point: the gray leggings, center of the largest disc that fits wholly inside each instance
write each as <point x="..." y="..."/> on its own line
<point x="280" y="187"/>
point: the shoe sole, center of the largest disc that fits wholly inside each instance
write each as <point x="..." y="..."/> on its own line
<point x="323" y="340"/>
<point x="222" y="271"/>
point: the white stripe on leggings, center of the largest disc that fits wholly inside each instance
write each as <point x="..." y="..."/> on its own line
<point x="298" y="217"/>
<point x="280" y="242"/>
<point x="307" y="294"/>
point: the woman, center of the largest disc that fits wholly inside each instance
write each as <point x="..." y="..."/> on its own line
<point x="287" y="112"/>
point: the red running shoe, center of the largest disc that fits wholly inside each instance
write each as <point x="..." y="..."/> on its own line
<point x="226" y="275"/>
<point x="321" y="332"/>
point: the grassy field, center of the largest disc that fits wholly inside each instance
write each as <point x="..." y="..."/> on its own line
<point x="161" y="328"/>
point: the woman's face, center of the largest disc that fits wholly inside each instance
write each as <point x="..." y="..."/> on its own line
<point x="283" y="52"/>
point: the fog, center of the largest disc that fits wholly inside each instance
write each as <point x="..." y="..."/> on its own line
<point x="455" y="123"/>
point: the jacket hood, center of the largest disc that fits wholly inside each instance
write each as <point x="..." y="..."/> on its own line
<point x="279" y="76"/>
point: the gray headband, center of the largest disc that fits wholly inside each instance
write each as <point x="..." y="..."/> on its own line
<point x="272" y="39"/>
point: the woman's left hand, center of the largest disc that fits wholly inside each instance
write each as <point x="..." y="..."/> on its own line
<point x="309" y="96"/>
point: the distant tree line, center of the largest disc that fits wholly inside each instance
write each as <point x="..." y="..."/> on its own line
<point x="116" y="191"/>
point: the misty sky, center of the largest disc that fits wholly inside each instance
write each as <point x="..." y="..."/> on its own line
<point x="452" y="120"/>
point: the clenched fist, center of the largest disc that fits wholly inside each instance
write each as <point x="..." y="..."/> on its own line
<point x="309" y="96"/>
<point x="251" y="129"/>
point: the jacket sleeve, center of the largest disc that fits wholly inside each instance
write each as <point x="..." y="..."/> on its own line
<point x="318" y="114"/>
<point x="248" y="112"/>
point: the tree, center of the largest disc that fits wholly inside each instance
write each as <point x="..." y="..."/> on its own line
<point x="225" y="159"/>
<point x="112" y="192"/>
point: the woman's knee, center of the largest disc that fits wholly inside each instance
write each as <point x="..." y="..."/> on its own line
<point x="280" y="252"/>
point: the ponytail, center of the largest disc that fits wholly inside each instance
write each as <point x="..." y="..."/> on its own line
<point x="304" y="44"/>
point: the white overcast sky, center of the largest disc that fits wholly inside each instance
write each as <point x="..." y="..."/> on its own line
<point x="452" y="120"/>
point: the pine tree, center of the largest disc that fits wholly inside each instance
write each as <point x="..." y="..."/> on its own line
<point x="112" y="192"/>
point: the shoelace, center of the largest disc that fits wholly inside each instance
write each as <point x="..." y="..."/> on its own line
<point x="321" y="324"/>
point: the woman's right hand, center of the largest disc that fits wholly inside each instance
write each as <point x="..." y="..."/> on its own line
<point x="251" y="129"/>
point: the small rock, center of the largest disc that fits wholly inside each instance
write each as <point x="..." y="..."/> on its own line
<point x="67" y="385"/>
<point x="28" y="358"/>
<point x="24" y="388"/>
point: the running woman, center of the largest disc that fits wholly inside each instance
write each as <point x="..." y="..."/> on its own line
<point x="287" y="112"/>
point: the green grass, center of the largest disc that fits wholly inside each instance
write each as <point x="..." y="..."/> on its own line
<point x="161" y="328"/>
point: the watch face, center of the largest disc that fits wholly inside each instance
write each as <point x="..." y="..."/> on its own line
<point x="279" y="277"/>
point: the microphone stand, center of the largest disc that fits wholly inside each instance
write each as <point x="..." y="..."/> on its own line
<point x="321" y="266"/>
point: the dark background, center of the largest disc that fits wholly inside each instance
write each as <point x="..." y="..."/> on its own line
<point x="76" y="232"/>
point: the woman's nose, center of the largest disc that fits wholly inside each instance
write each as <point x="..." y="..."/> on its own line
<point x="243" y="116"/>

REQUIREMENTS: Return the data unchanged, starting at the line that contains "point: the microphone" and continuing through the final line of the data.

EXERCISE RESULT:
point: the microphone stand, center of the largest disc that fits wholly inside each instance
write each as <point x="..." y="..."/> on its own line
<point x="321" y="266"/>
point: the dark background, center of the largest disc that fits wholly inside each instance
write each as <point x="..." y="..."/> on its own line
<point x="76" y="232"/>
point: the woman's nose, center of the largest disc that fits wholly inside each instance
write each as <point x="..." y="..."/> on its own line
<point x="243" y="116"/>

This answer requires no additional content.